Other than the official website some piece of meal information is also available in the form of replies by the treasury benches in-response to the skeptical questions put by the members of the upper house when the project was first introduced especially regarding the energy component of CPEC whereby the then government of Pakistan adopted a consistent stance that this very sector does not involve any loan liability rather it is Chinese investment which has been safeguarded by the capacity charges and dollar-based special tariff. Likewise in support of that newly updated CPEC official website has used the term ‘financing by IPP’ for those energy projects. Whereas CPEC land routes segment which was also hailed as an investment project proved to be purely a loan-based project as per funding details available at CPEC’s official website terming them as the government’s concessional loans (GCLs).

Though the state of Pakistan has remained successful in keeping these agreements secret yet on completion of a decade of CPEC now we can gauge its impacts on the Pakistani economy by comparing key indicators of the pre-CPEC & post-CPEC era. These key figures include external and internal debt, the power sector’s circular debt, industrial growth rates, export figures, GDPs, etc to gauge the CPEC core business we can make a fair assessment from port activity at Gwadar, construction of cargo handling berths thereon by the Chinese counterpart. Unfortunately, the comparison gives us a very gloomy picture. Concisely both external & internal debts have swollen to almost double whereas the power sector’s circular debt has increased from half a trillion to almost three trillion rupees, GDP is off now is nose down, there is no noticeable increase in industrial growth and exports as special economic zones (SEZ) which were expected to house 13 different types of industries from China are yet to commence operations, Chinese cargo traffic at Gwadar port is still nil and port is still having a same number of berths i.e. three which were constructed by Singapore Port Authority (SPA) back in 2012 when the port was taken away from SPA and was given to China, except a grain terminal which has been built by the Chinese in last ten years. Whereas loan repayments are popping up regularly which gives the impression that as per an undisclosed CPEC agreement, the loan repayments are independent of either Chinese cargo movement or the completion of Gwadar port.

> Set task 1:
According to the CPEC passage, how many berths does Gwadar port still have?

> Data records:

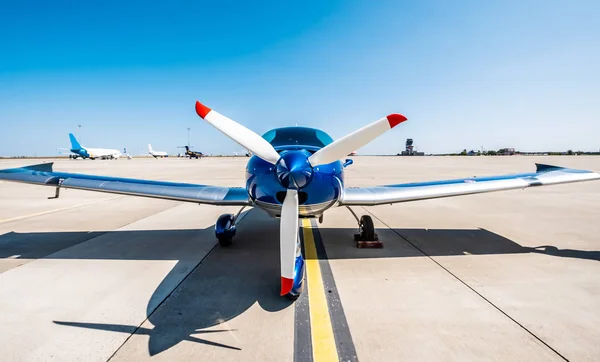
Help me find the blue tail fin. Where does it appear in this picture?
[69,133,81,150]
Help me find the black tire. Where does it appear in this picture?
[217,236,233,248]
[360,215,375,241]
[285,293,300,301]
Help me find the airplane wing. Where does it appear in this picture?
[339,163,600,206]
[0,163,251,206]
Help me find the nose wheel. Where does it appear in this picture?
[215,206,245,247]
[348,207,383,248]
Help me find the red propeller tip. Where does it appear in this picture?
[196,101,211,118]
[387,114,408,128]
[281,277,294,297]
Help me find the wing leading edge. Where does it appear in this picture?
[0,163,251,206]
[339,163,600,206]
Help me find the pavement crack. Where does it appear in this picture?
[363,207,569,361]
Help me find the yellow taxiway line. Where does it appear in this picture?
[302,219,339,362]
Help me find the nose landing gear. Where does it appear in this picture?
[348,207,383,248]
[215,206,246,247]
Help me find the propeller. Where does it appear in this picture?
[196,102,406,295]
[308,114,406,166]
[196,101,279,164]
[279,189,298,295]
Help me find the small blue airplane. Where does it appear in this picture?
[0,102,600,298]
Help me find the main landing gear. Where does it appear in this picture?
[215,206,246,247]
[347,207,383,248]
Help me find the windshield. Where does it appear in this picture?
[263,127,333,149]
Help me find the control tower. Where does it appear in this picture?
[398,138,425,156]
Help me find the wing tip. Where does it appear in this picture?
[280,277,294,297]
[386,113,408,128]
[196,101,211,119]
[535,163,564,172]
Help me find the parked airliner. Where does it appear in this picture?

> Set task 2:
Repeat the entries word for word, starting at the line that contains "Help me find the nose landing" and ending at the line that contains "[347,207,383,248]", with both of those lines included.

> Correct output 1:
Three berths, which the Singapore Port Authority built in 2012.

> Correct output 2:
Help me find the nose landing gear. Where does it appear in this picture?
[348,207,383,248]
[215,206,246,247]
Help me find the propeller. Where does it appear in this picture?
[196,102,406,295]
[308,114,406,166]
[196,101,279,164]
[279,189,298,295]
Help me find the small blue airplane. Where does it appear in this picture?
[0,102,600,298]
Help me find the main landing gear. Where does it appear in this picture?
[215,206,246,247]
[347,207,383,248]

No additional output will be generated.